• **Work to be completed**:
Reproduce the data word for word, starting at the line that contains "Someone claims the white-walled" and continuing through the last line of the data.

• **Input for this task**:
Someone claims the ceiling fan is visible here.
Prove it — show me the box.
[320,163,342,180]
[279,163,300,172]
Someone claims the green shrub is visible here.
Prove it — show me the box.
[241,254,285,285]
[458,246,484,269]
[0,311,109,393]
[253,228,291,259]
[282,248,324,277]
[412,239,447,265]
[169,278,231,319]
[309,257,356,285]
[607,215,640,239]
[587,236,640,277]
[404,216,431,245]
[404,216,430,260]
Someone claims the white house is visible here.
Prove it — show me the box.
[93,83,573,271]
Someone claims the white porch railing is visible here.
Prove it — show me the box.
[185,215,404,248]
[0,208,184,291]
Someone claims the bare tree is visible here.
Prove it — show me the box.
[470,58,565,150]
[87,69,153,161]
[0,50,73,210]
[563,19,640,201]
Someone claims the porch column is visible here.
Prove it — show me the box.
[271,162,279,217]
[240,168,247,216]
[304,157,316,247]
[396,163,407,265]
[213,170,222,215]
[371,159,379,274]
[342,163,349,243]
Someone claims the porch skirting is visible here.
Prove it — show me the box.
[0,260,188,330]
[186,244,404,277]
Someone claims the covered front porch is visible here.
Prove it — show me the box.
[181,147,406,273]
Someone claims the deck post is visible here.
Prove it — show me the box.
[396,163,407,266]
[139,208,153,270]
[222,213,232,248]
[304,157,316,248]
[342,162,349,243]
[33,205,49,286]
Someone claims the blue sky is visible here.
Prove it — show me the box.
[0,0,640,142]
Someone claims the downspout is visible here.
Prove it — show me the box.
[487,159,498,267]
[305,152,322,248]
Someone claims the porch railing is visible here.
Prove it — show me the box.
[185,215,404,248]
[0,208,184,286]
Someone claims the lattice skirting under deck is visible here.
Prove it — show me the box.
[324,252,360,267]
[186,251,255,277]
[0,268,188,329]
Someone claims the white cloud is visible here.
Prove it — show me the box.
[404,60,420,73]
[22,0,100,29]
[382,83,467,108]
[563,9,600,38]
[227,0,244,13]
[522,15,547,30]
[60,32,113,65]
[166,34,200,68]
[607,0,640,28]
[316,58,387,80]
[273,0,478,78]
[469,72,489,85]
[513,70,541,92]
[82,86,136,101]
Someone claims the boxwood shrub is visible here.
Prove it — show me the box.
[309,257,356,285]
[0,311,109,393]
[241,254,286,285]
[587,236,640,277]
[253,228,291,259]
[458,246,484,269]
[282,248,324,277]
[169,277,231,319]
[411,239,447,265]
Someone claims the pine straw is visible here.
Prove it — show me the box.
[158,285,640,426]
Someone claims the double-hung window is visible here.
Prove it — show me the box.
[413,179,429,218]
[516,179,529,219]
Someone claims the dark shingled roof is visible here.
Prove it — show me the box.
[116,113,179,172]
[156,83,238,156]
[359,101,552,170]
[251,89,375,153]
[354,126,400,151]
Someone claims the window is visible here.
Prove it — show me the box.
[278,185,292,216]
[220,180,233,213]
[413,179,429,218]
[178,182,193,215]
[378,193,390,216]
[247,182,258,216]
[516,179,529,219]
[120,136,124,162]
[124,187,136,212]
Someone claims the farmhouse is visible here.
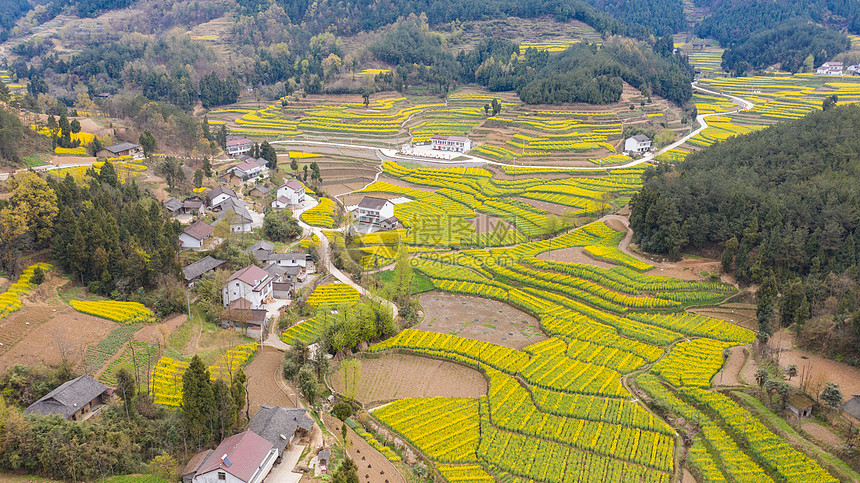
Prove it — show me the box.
[162,198,182,215]
[624,134,651,154]
[248,406,314,456]
[786,394,814,418]
[24,374,113,421]
[227,138,254,156]
[841,394,860,423]
[815,62,842,75]
[245,240,275,261]
[181,197,203,215]
[96,142,143,159]
[179,449,212,483]
[379,216,400,230]
[317,448,331,473]
[182,255,226,283]
[249,184,272,198]
[355,196,394,225]
[260,253,308,268]
[190,431,278,483]
[272,179,305,210]
[179,220,213,250]
[206,186,239,208]
[227,158,269,182]
[218,198,254,233]
[221,265,272,309]
[430,134,472,153]
[221,306,269,339]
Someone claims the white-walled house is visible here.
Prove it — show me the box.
[206,186,239,207]
[227,158,269,181]
[191,431,278,483]
[218,198,254,233]
[221,265,273,309]
[430,134,472,153]
[815,62,843,75]
[624,134,651,154]
[272,179,305,210]
[260,253,308,268]
[179,220,213,250]
[227,138,254,156]
[355,196,394,225]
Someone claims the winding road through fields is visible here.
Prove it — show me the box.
[271,83,754,172]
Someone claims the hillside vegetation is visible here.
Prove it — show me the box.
[630,105,860,363]
[694,0,860,75]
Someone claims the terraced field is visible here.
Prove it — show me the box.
[334,163,835,482]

• **Correct response**:
Someone claims the white-walled house is visible here.
Prove it — show me the box.
[206,186,239,207]
[227,158,269,181]
[191,431,278,483]
[218,198,254,233]
[221,265,273,309]
[430,134,472,153]
[815,62,843,75]
[624,134,651,154]
[272,179,305,210]
[260,253,308,268]
[179,220,213,250]
[227,138,254,156]
[355,196,394,225]
Someone claims the winding road through fields is visible here.
Prove it — show me the box.
[271,83,754,172]
Someone claims the hillside vegetation is visible here.
Prove it — show me the box.
[630,105,860,363]
[694,0,860,75]
Someone claims the terraced field is visible here.
Prove it — show me the box.
[334,163,835,482]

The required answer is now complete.